**TASK DETAILS:** Carry on the geology passage below about deformation and metamorphism in the Falcoz Domain, starting after its final sentence.

**TEXT UNDER STUDY:**
::::::::
Late Brittle Deformation
The spot presence of pseudo-tachylite veinlets was noted throughout the eastern half of the mapped area. These veins were observed cutting most units, including mafic dykes assigned to the Falcoz Swarm (mPfal). These veinlets do not have a spatial association with ductile fabrics. They are evidence of a post-Mesoproterozoic late tectonic phase, a brittle regime, and could be linked to uplift of the Nain and Churchill provinces during the opening of the Atlantic Ocean 150 Ma ago.
The Falcoz Domain major metamorphic event is associated with the Paleoproterozoic Torngat Orogen. Verpaelst et al. (2000), however, described an Archean metamorphic event affecting migmatitized gneiss of the western portion of the mapped area (Kangiqsualujjuaq Complex). Paleoproterozoic metamorphism is characterized by an E-W gradient that moves from the mid amphibolite facies to the granulite facies. In the centre of the area, this results in an abundance of metatexite and a small proportion of diatexite associated with Lake Harbour Group lithologies. Further east and north, the presence of orthopyroxene and, locally, garnet indicates metamorphism to the granulite facies in rocks of the Sukaliuk Complex. The lithologies most affected by partial melting give Paleoproterozoic ages (ultrametamorphic granite ApPsuk4a at 1812 Ma and 1825 Ma; Davis et al., 2018), synchronous to the end of ASZ activity. The metamorphic grade increases east of the LPSZ, as evidenced by the relative rarity of hydrated phases in gneiss of the Lomier Complex and metasedimentary rocks of the Koroc River Group. The disappearance of sphene (paragneiss of the Koroc River Group) in favour of rutile (Tasiuyak Complex) indicates intensification of metamorphism immediately east of the ASZ.
::::::::
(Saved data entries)
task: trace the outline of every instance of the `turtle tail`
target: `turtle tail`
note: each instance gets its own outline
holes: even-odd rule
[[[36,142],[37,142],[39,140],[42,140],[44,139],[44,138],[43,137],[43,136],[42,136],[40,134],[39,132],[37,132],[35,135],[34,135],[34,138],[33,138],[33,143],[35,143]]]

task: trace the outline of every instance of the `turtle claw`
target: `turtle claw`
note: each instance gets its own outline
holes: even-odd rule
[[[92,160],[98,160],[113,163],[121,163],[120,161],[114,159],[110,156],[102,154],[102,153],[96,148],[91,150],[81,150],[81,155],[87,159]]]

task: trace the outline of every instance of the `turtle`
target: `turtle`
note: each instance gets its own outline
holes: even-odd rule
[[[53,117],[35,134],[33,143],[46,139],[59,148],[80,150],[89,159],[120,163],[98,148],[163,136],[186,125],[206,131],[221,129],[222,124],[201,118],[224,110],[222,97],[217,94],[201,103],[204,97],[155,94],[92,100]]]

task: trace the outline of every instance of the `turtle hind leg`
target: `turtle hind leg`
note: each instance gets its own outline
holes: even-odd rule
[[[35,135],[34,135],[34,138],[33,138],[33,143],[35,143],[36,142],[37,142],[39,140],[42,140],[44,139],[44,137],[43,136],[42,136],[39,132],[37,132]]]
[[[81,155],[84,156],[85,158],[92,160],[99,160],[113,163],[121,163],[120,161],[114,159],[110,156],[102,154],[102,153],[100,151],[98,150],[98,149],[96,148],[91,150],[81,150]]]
::::::::
**RESULT FOR THIS TASK:**
The entire Burwell Domain was metamorphosed to the granulite facies, such that sedimentary protoliths of paragneiss of the Tasiuyak Complex were transformed into garnet-sillimanite ± biotite diatexites. One noteworthy observation is the occasional presence of retrograde cordierite rimming garnet. As for igneous protoliths, cluster metatexites are more common; they usually contain pyroxene, amphibole and commonly garnet. The intensity of metamorphism increases towards the east and north of the domain before abruptly retrograding to the upper amphibolite facies in the eastern Torngat Mountains along a globally N-S-oriented isograde.
The Point Le Droit region is conducive to the development of seven (7) mineralization types:
- Ni-Cr magmatic mineralization associated with mafic-ultramafic intrusions;
- rare earth mineralization associated with potassic intrusions;
- iron ± titanium ± vanadium mineralization associated with mafic intrusions;
- crystalline graphite mineralization associated with paragneiss;
- polymetallic mineralization associated with rusty paragneiss;
- diamond mineralization in lamprophyres;
- polymetallic mineralization associated with granitic pegmatites or skarns.
The table below presents the results of analyses for the 137 mineralized zones in the area, including 15 new showings discovered during the summer 2017 work.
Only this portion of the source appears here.